Source →
────────────────────

Every year, after the throng makes its way across the Brooklyn Bridge, somebody reads Walt Whitman’s poem “Crossing Brooklyn Ferry.” The first time Murray showed up, the orator was Galway Kinnell, a Pulitzer Prize-winning poet who was greatly inspired by Whitman. Afterwards, he spoke with Kinnell and told him how much he had enjoyed his performance.
“I really like what you do too, Robin,” Kinnell replied.
“I guess I should call you W. B. Yeats,” Murray shot back.
At a Poets House reading and party, Gerald Stern (“a big deal in our world,” testifies Briccetti) read his poem “Stern Country,” and told the story behind it: In a restaurant in Prague, having dinner with a group that included author Mary Morris, Stern talked about having a big mouth and poor impulse control, which he eventually demonstrated by biting Morris’ shoulder.
At the same reading, knowing Murray was present, Stern laid into both the actor and the movie Groundhog Day, saying that he knew the town Punxsutawney and the titular groundhog much better than the actor did. At the end of his reading, Murray rushed up to the aged poet and bit his shoulder. The result, according to Stern: “All the women there said, ‘Why couldn’t he have bitten my shoulder?'”
The star also has a particular affinity for Billy Collins, the former U.S. poet laureate whose work is conversational, funny, and profound. Murray introduced him at a public reading in 2005 by saying “He was actually baptized Big Bad William, but he’s sweet Billy now… It’s difficult to know someone like Billy Collins, and most people that have met him give up rather quickly.” Since the evening benefited public radio, Murray declared an impromptu pledge drive, saying that no poetry would be read until he had raised the sum of $13. He also treated the crowd to what he said was the shortest poem on record: “Cheez Whiz / Jesus!”
Although Murray memorably recites French verse in Groundhog Day, his very best encounter with the poetic world came on May 1, 2009, when the Poets House was preparing to move from its old location in SoHo to a brand-new building in the Battery Park district. He showed up at the construction site, wearing a black fleece jacket and a white hard hat, and read poems to about two dozen construction workers, who seemed baffled but generally willing to roll with this unusual experience.
After Murray finished “Another Reason Why I Don’t Keep a Gun in the House” by Billy Collins, and got silent stares in return, he warned the construction workers, “They get worse. Okay? So if you want to lie down or get sick, take a sick day, do it now.”

────────────────────

[Position identification data]

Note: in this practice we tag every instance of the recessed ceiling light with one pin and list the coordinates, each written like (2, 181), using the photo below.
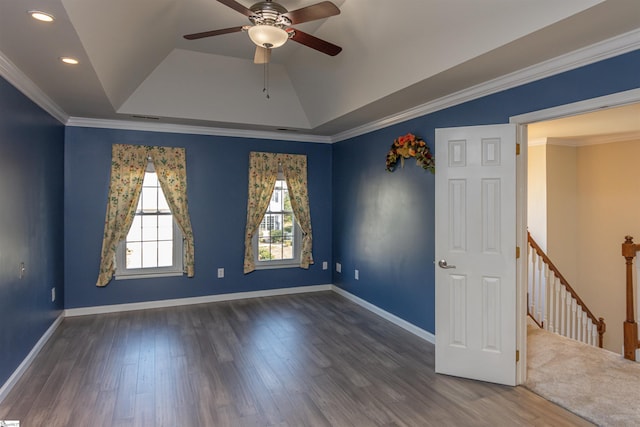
(68, 60)
(41, 16)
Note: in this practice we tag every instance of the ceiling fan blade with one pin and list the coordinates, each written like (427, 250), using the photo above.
(204, 34)
(316, 43)
(311, 13)
(262, 55)
(236, 6)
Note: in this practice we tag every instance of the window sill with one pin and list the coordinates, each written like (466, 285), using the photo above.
(277, 266)
(148, 275)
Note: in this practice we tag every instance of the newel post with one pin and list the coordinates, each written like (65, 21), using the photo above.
(629, 250)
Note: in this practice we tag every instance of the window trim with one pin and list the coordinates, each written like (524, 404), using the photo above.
(297, 243)
(177, 269)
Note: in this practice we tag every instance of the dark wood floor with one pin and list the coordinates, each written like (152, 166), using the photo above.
(303, 360)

────────────────────

Task to carry out → Edit the piece about Murray and poets: give everything from "Every year, after" down to "Murray shot back.", with "Kinnell" changed to "Galway". The data is separate material from the piece about Murray and poets.

Answer for the task →
Every year, after the throng makes its way across the Brooklyn Bridge, somebody reads Walt Whitman’s poem “Crossing Brooklyn Ferry.” The first time Murray showed up, the orator was Galway Galway, a Pulitzer Prize-winning poet who was greatly inspired by Whitman. Afterwards, he spoke with Galway and told him how much he had enjoyed his performance.
“I really like what you do too, Robin,” Galway replied.
“I guess I should call you W. B. Yeats,” Murray shot back.